§ **Problem 1**: In the essay on medical costs, how many common tests did the Johns Hopkins study track for ordering patterns?
§ **Problem 2**: Name every dish on the menu in the nightmare that opens the essay on medical costs.
§ **Problem 3**: From the essay on medical costs, return the passage from "In a 2014 study" up to and including "research the costs.", copied word for word.

§ **Passage provided**:
I have a recurring nightmare. My wife and I are led to an elegant table in a five-star restaurant. The obsequious waiter bows slightly at the waist and hands us menus. I open the tome and read:
|Veal Chops Lombatina with Roasted Garlic||Not sure|
|Tuscan Herbed Leg of Lamb||We will let you know|
|Grilled Top Sirloin Filets with Orange Sauce||It depends on the card in your pocket|
I awaken, helpless, haunted and hungry. Is this the penance that we in the health care community should pay for our perpetual ignorance and indifference to the economics of the labs, imaging and prescriptions we order for our patients each day? Our Ignorance? Indifference?Physicians often do not know what the care they order costs their patients and the medical system. Allan, GM et al in PLoS Med 2007 Sep; 4(9):e283 in a systematic review found that physician cost accuracy of common prescriptions was low. Only 31% of the estimates were within 25% of the true cost. Doctors consistently overestimated the cost of inexpensive drugs and underestimated the cost of expensive ones.
In a 2014 study in the British Medical Journal (2014:48: g120), 503 orthopedic surgeons, both attendings and residents, at seven academic medical centers, were asked to estimate the cost of 13 commonly use orthopedic devices. The attending orthopedists were correct, within 20% of the correct price, 21% of the time, while the residents were accurate only 17% of the time. 80% of the respondents in the study indicated that the cost should be moderately, very or extremely important in the device selection process. The implication of the last statistic is that we care about medical economics, but not enough to invest our time to research the costs.
Hope in New Transparency and Tools?
Is the preceding doctor bashing diatribe unfair? Perhaps, in part. It has been frequently difficult to find out what a given test will cost a particular patient. For many years, I unsuccessfully attempted to find the costs to cash paying customers of common laboratory and imaging studies in our three local hospitals. Recently, all three hospital CEOs promised prices and delivered on their word. All three spontaneously mentioned the concept of “transparency in pricing.” That’s encouraging!
Several recent studies show that when physicians are given accurate, real-time costs of tests and prescriptions, their ordering behaviors change toward fewer and more cost effective orders. A study from Johns Hopkins Hospital (Feldman LS et al, JAMA Intern Med 173 (10): 903, May 27, 2013) examined the effect of a simple intervention on inpatient test ordering behavior. Ordering patterns for 61 common tests were determined during a six-month baseline period in 2008-2009, and for the same tests one year later after 30 of the tests had been assigned to an active intervention arm (Medicare allowable charges were displayed on the computerized physician order entry system at the time the test was ordered) and 31 had been assigned to a control arm for which no fee information was displayed.
Results: When compared with the baseline period, the number of orders for tests assigned to the intervention arm decreased by 9.1% while the number of orders for tests assigned to the control arm increased by 5.1%. There was a 10.1% reduction in total fees for tests assigned to the intervention arm, but a 2.4% increase for those assigned to the control arm. During the intervention period, total fees per patient day decreased by 9.6% for tests assigned to the intervention arm, but increased by 2.94% for control tests.

§ **Dataset excerpts**:
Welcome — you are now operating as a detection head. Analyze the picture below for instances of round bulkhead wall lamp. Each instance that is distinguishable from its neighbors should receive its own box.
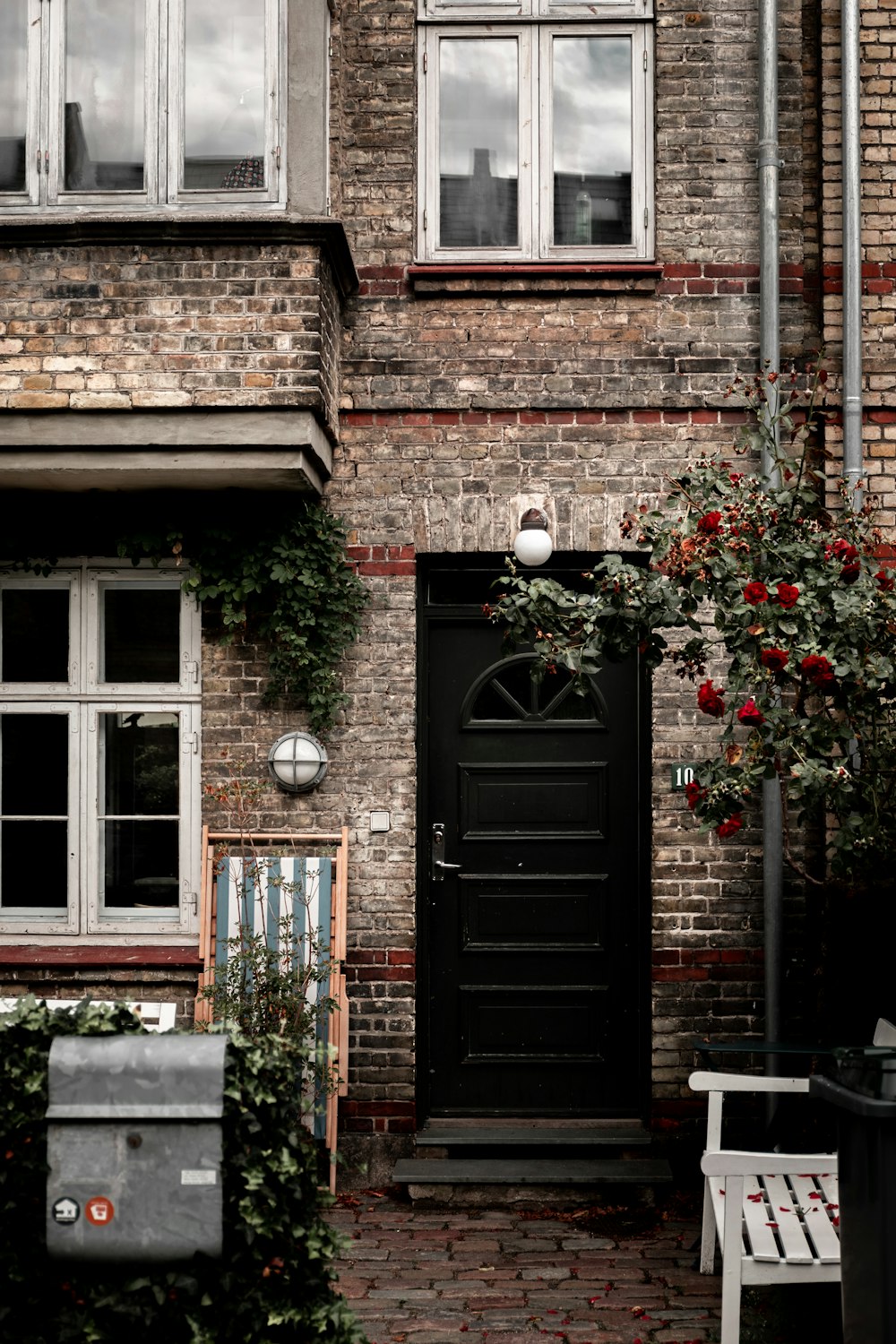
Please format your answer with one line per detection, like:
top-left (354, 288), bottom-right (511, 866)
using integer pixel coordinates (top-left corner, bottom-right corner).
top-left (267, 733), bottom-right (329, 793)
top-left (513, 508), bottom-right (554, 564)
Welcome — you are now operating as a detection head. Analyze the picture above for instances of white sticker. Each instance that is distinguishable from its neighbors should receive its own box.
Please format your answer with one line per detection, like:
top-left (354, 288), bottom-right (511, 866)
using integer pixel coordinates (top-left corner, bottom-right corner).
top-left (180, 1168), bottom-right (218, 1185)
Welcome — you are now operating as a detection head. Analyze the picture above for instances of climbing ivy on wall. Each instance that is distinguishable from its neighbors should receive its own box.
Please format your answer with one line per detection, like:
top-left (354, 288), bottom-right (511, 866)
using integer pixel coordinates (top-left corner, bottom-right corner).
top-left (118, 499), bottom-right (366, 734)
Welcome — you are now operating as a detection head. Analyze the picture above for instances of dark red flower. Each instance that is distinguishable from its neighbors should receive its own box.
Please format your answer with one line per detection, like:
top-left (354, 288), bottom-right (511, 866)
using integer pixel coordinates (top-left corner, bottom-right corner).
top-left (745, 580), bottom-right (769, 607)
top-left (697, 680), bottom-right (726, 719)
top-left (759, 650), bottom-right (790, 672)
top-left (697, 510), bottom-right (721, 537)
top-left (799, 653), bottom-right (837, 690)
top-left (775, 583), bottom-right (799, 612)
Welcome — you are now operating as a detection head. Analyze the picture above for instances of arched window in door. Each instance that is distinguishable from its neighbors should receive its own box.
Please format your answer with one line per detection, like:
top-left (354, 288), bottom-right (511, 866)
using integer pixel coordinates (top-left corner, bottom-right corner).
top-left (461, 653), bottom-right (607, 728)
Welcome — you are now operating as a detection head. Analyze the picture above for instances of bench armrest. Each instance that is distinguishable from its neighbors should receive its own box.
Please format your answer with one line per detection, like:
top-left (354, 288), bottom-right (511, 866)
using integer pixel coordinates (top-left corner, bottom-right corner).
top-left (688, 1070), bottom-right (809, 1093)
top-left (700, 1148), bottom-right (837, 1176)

§ **Task output 1**: 61 common tests.

§ **Task output 2**:
Veal Chops Lombatina with Roasted Garlic
Tuscan Herbed Leg of Lamb
Grilled Top Sirloin Filets with Orange Sauce

§ **Task output 3**:
In a 2014 study in the British Medical Journal (2014:48: g120), 503 orthopedic surgeons, both attendings and residents, at seven academic medical centers, were asked to estimate the cost of 13 commonly use orthopedic devices. The attending orthopedists were correct, within 20% of the correct price, 21% of the time, while the residents were accurate only 17% of the time. 80% of the respondents in the study indicated that the cost should be moderately, very or extremely important in the device selection process. The implication of the last statistic is that we care about medical economics, but not enough to invest our time to research the costs.